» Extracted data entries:
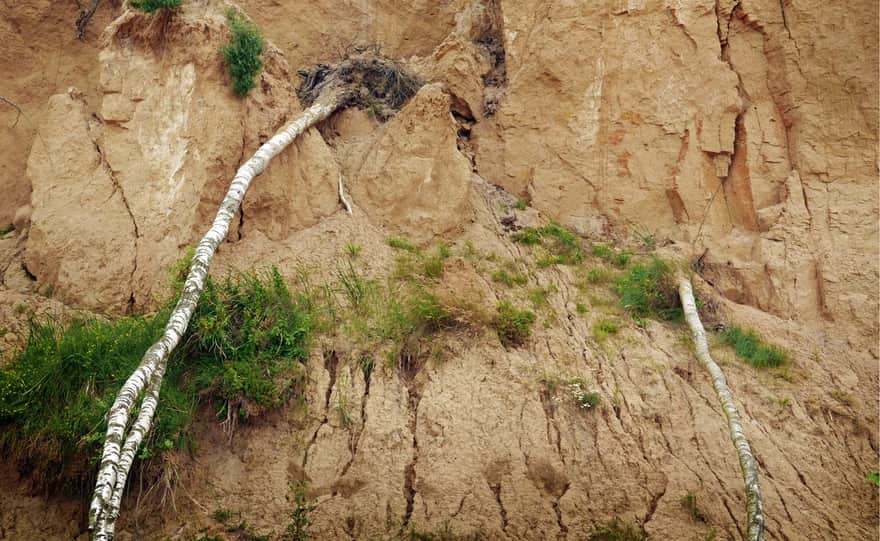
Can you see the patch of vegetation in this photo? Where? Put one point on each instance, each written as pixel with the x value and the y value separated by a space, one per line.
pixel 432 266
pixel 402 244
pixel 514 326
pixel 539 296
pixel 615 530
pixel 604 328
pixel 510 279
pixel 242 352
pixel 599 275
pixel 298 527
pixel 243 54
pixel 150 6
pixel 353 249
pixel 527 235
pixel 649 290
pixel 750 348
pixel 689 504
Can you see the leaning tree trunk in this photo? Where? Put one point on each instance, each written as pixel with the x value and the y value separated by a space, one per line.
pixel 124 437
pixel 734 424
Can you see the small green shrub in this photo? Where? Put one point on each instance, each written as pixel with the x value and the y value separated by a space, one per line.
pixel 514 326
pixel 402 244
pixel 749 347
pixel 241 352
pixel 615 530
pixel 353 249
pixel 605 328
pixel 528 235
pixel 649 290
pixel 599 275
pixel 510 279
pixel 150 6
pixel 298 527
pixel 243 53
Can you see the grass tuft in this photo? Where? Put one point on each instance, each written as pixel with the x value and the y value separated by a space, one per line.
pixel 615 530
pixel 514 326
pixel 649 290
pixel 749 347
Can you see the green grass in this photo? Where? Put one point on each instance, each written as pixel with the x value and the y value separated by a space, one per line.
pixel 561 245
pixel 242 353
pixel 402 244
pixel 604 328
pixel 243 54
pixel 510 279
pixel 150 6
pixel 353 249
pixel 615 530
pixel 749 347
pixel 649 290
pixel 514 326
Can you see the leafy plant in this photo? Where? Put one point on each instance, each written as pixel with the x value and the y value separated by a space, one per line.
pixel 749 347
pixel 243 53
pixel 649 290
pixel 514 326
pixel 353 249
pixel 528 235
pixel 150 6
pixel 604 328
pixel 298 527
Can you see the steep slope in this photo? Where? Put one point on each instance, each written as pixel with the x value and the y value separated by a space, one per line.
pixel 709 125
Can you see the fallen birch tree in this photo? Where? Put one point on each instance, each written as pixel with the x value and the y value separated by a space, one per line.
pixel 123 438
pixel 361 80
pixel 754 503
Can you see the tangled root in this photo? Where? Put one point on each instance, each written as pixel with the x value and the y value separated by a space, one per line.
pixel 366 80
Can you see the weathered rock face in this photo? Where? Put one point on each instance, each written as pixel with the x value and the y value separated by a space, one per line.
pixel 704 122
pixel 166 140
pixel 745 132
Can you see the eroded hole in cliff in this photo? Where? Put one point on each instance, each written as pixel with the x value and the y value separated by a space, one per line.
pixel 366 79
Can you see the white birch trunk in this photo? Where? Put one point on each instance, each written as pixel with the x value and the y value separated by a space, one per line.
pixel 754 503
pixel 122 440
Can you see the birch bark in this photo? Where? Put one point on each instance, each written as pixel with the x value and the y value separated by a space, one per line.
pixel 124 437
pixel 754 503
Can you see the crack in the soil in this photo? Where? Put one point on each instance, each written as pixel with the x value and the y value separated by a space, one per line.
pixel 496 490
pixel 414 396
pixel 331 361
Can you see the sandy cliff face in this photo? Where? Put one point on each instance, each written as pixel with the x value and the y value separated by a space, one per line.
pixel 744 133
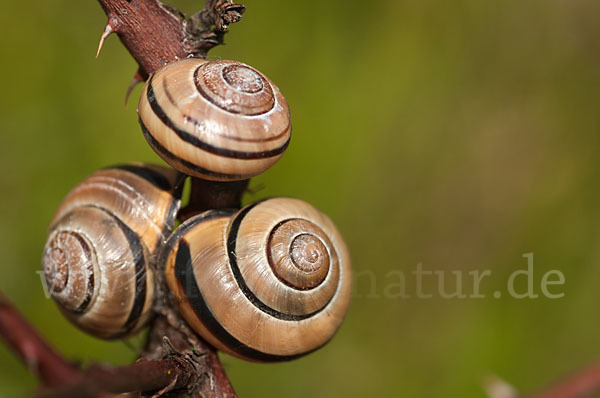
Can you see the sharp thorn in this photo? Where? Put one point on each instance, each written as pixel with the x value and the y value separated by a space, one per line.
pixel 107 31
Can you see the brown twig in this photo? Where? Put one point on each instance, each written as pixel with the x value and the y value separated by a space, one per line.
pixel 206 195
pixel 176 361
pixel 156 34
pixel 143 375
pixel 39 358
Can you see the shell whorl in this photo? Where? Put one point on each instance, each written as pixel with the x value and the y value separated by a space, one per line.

» AIM OF THE TASK: Drop the images; return the entries above exactly as they appear.

» RESPONSE AREA:
Can you see the patch of vegetation in this photo? Where? Put one point on each instance, each written as pixel with the x value and the y value separated by a space, one per line.
pixel 432 266
pixel 402 244
pixel 514 326
pixel 539 296
pixel 615 530
pixel 604 328
pixel 510 279
pixel 242 352
pixel 599 275
pixel 298 527
pixel 243 54
pixel 150 6
pixel 353 249
pixel 527 235
pixel 649 290
pixel 750 348
pixel 689 504
Can you see the leaning tree trunk in this photo? Where? Put one point on each instance, each written as pixel with the x value and the y value separated by a space, one per line.
pixel 124 437
pixel 734 424
Can you see the small green shrub in this photo? Where? Put one point on each instance, each written as pixel with the x value and the y value separated by a space, one per line.
pixel 514 326
pixel 402 244
pixel 749 347
pixel 241 352
pixel 615 530
pixel 353 249
pixel 605 328
pixel 528 235
pixel 649 290
pixel 599 275
pixel 510 279
pixel 150 6
pixel 298 527
pixel 243 53
Can you see the grass tuft in this photo? Where? Put one point on each instance, each written as pixel with the x value and the y value separated by a space, one per line.
pixel 615 530
pixel 514 326
pixel 649 290
pixel 749 347
Can you see the green grass in this photo? Where? Put one point on each instance, each written as pixel with the x value and the y value separated by a space, one per line.
pixel 561 245
pixel 242 353
pixel 402 244
pixel 604 328
pixel 243 54
pixel 510 279
pixel 150 6
pixel 353 249
pixel 615 530
pixel 749 347
pixel 649 290
pixel 514 326
Can you see the leafy plant in this photo? Where? Put one point on each instance, each written as pixel with the x value and the y value separated by a space, one per line.
pixel 749 347
pixel 243 53
pixel 649 290
pixel 514 326
pixel 353 249
pixel 528 235
pixel 150 6
pixel 604 328
pixel 298 527
Can you see the steep slope in this photo? Where? Put one point on each instance, each written as pixel with the x value and the y value separated by a space, one per line.
pixel 709 125
Can you see the fallen birch tree in this photo? Where? Put one point on each instance, each written as pixel with the x value and the y value separated by a space, one per line.
pixel 123 438
pixel 361 80
pixel 754 503
Can you see the tangled root in this photo? Where? Put one point on each instance, each written as pixel with the x value and the y value separated by a space, one per line.
pixel 366 80
Can you see the weathered rock face in this photo? Where? Put one point on each instance, each written as pixel with the x value and the y value separated by a space, one per line.
pixel 704 122
pixel 166 140
pixel 745 132
Can you see the eroded hole in cliff in this photo? Where? Put one point on each instance, each written as pixel with the x value and the y value separated by a space, one per line.
pixel 366 79
Can you see the white birch trunk in this photo? Where? Put one point on each instance, each written as pixel with the x value and the y value separated by a space, one per line.
pixel 754 503
pixel 122 440
Can you see the birch bark in this photo? Where? Put one point on each instance, each written as pixel with the x value and the y value separated by a space, one per line.
pixel 124 437
pixel 754 503
Can you see the crack in the soil in this photo? Where? Put one point on each instance, each written as pixel with the x value and the y value separated by a space, one per line.
pixel 496 490
pixel 414 396
pixel 331 361
Can you see the sandy cliff face in this photo? Where? Put one point on each instance, each written as pixel with the x value and the y value separated by a space, one per line.
pixel 744 133
Can you see the sharp thorn in this photo? Where? Put one point on each instance, each written as pixel with the x value and the y value separated by a space, one per line.
pixel 107 31
Can you see the brown twig in this photo? Where? Put one point on each instance, each written as pixel with the x value and the y value separated by a space, one per line.
pixel 206 195
pixel 176 361
pixel 156 34
pixel 143 375
pixel 39 358
Can you see the shell whorl in this photo? Where? Put one point on each instance, each written as pixel with the x value and the y value separated by a space, one per line.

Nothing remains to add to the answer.